GIVEN RECORDS:
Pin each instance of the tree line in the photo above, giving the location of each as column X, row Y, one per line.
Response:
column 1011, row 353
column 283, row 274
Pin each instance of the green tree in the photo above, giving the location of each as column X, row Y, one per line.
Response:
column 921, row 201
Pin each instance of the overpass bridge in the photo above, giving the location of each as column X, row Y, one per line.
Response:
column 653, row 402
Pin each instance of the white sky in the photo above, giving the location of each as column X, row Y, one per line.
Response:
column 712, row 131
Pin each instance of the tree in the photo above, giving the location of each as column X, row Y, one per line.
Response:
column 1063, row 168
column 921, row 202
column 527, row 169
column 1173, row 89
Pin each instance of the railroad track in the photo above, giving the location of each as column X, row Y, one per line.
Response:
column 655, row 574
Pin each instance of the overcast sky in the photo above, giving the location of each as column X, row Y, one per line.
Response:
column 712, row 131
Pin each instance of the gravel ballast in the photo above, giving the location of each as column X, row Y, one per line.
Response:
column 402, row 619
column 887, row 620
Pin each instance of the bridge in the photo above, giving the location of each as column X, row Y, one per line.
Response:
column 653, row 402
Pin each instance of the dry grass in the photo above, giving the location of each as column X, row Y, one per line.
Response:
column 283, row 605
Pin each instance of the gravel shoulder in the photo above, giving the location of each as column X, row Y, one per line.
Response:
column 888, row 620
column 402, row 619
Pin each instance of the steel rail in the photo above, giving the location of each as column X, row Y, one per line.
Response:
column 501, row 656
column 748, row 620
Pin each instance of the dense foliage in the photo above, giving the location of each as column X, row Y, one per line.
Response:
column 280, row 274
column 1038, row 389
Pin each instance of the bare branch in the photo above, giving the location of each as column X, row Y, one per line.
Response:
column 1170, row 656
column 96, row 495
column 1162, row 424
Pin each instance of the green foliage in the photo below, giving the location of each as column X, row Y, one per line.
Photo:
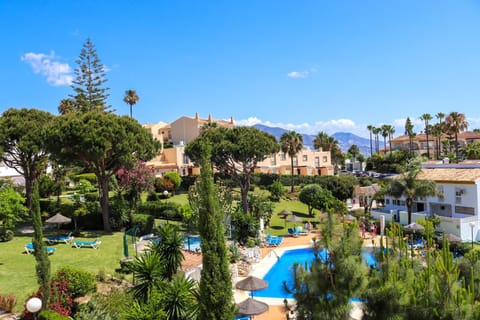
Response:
column 12, row 209
column 90, row 95
column 175, row 178
column 216, row 298
column 23, row 133
column 42, row 267
column 309, row 195
column 104, row 142
column 51, row 315
column 144, row 222
column 79, row 282
column 236, row 151
column 276, row 190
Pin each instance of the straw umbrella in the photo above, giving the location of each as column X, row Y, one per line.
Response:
column 251, row 307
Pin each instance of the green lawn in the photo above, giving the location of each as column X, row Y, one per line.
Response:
column 17, row 269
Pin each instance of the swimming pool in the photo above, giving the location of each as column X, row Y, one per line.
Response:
column 282, row 271
column 191, row 243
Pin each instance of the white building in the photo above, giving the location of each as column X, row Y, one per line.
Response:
column 457, row 201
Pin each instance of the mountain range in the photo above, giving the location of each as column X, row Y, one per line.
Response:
column 345, row 139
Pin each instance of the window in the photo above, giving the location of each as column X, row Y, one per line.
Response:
column 273, row 160
column 458, row 195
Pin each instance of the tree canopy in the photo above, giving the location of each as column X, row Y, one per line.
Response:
column 103, row 143
column 23, row 134
column 235, row 151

EXERCISE: Recast the whole listing above as a JSON list of strings, one string per line, skipping any blank lines. Leave the picture out of your answer.

REPLY TO THE EXERCISE:
[
  "Pin each instance of the tree line in the photo above, giving the location of each as column X, row Y, one per line.",
  "Response:",
  "column 1011, row 353",
  "column 283, row 274",
  "Pin each instance of the green tree in the photo above, giving the location of each as column X, row Y, one per line.",
  "Response:",
  "column 921, row 201",
  "Pin each instance of the overpass bridge in the photo above, giving the location of each as column X, row Y, one per line.",
  "Response:",
  "column 653, row 402",
  "Pin each instance of the white sky in the photo above, giving the location of each as column X, row Y, one per line.",
  "Response:",
  "column 712, row 131",
  "Pin each instance of the tree in the photo above, giving the location of each as column X, row Y, one per line.",
  "Response:",
  "column 1063, row 168",
  "column 921, row 202",
  "column 527, row 169",
  "column 1173, row 89",
  "Pin each instance of the railroad track in the photo above, giving the location of each as column X, row Y, one per line.",
  "Response:",
  "column 655, row 574",
  "Pin each instance of the overcast sky in the photo above, giving the location of each as column X, row Y, one per line.",
  "Response:",
  "column 712, row 131",
  "Pin each instance of the gravel ballast in the photo above, giving the location of each as column X, row Y, one per line.",
  "Response:",
  "column 402, row 619",
  "column 887, row 620",
  "Pin each instance of the bridge in the photo above, giving the location of each as column X, row Y, one per line.",
  "Response:",
  "column 653, row 402",
  "Pin each instance of the dry grass in the photo above, giving the location of each as column X, row Y, one per line.",
  "Response:",
  "column 283, row 605",
  "Pin each instance of the gravel shoulder in the photo above, giving the location of each as column X, row Y, one per line.",
  "Response:",
  "column 888, row 620",
  "column 402, row 619",
  "Pin each instance of the steel rail in the photo above, giving the location of each as column X, row Y, one per line.",
  "Response:",
  "column 501, row 656",
  "column 748, row 620",
  "Pin each instance of the dense foliage in the photo above, giving the location of each as column X, row Y, one per line.",
  "Response:",
  "column 280, row 274",
  "column 1038, row 389",
  "Pin each instance of the bare branch in the photo above, giving the location of each as column X, row Y, one per line.",
  "Response:",
  "column 1170, row 656",
  "column 96, row 495",
  "column 1162, row 424",
  "Pin each instance of the green foliage in the photo below, giving the location of each as column X, row Y, one per line.",
  "Photo:",
  "Response:",
  "column 12, row 209",
  "column 90, row 95",
  "column 175, row 178",
  "column 216, row 298",
  "column 23, row 133",
  "column 42, row 267",
  "column 309, row 195",
  "column 104, row 142",
  "column 51, row 315",
  "column 144, row 222",
  "column 79, row 282",
  "column 236, row 151",
  "column 276, row 190",
  "Pin each instance of the straw umbrella in the photo above, giving the location of each as column X, row Y, one per line.",
  "Response:",
  "column 251, row 307",
  "Pin each instance of the green lawn in the photo above, giving the location of each as column X, row Y, one per line.",
  "Response:",
  "column 17, row 269",
  "Pin each instance of the swimming pool in the photo above, giving the location of each as column X, row Y, one per line.",
  "Response:",
  "column 282, row 271",
  "column 191, row 243",
  "Pin each instance of the white building in the photo above, giving the location of each as column X, row Y, one per line.",
  "Response:",
  "column 457, row 201",
  "Pin each instance of the mountain range in the photo above, giving the location of each as column X, row Y, one per line.",
  "Response:",
  "column 345, row 139",
  "Pin each instance of the window in the photo above, giving the location of each as column X, row Y, one per line.",
  "Response:",
  "column 273, row 160",
  "column 458, row 195",
  "Pin each instance of the tree canopy in the photo above, giving the location of each as column X, row Y, one per line.",
  "Response:",
  "column 103, row 143",
  "column 23, row 134",
  "column 235, row 151"
]